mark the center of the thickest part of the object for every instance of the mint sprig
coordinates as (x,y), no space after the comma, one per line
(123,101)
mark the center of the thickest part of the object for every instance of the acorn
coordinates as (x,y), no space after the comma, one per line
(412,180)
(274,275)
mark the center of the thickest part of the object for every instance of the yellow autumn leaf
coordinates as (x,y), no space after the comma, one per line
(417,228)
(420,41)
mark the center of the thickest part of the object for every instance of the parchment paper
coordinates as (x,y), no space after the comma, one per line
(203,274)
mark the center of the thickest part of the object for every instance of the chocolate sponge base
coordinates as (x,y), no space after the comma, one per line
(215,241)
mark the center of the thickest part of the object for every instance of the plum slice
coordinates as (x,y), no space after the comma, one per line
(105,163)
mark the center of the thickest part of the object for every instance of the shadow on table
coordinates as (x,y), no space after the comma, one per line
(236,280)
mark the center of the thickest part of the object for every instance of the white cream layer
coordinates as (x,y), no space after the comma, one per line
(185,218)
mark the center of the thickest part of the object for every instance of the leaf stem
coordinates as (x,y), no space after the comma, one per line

+--

WHAT TO WORK ON: Every line of the material must be returned exactly as it appears.

ANSWER SPACE:
mark the center of the thickest part of the object for every instance of the mint sprig
coordinates as (x,y), no space after the comma, one per line
(123,101)
mark the center of the thickest part of the object for every instance of the acorn
coordinates as (x,y), no space after the comma, one per line
(412,180)
(274,275)
mark the center of the thickest part of the object for every instance of the yellow autumn leaf
coordinates as (x,y), no space after the comma, one per line
(417,228)
(420,41)
mark the center of the thickest part of the object for every instance of the parchment paper
coordinates as (x,y), no space after the comma, one per line
(203,274)
mark the center of the thickest part of the object for every instance of the chocolate sponge base
coordinates as (x,y), no space after the comma, one per line
(215,241)
mark the center of the thickest part of the object for every instance of the plum slice
coordinates as (x,y), no space after the comma, one per line
(105,163)
mark the center of the thickest part of the object for every instance of the shadow on table
coordinates as (x,y), no space after the comma, one per line
(236,280)
mark the center of the thickest part of the object for every instance of the white cream layer
coordinates as (x,y), no space after the comma, one per line
(185,218)
mark the center of the thickest part of the object for every instance of the leaf stem
coordinates as (x,y), no space after the comma, one per line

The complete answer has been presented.